Print the lines below word for word, without the pictures.
** START Provided material **
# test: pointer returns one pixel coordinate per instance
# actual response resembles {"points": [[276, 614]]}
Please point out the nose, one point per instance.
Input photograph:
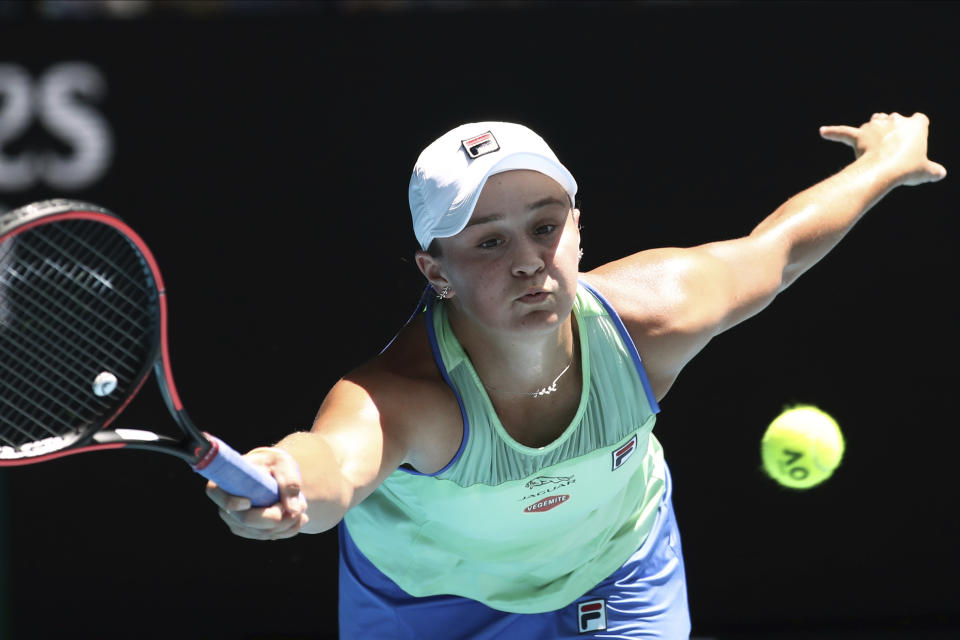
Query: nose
{"points": [[526, 259]]}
** END Provided material **
Answer to the task:
# test: pointer returns one pixel coordinate per instance
# actual response resembles {"points": [[276, 614]]}
Please point out the nose, one point per instance.
Input photograph:
Query: nose
{"points": [[526, 259]]}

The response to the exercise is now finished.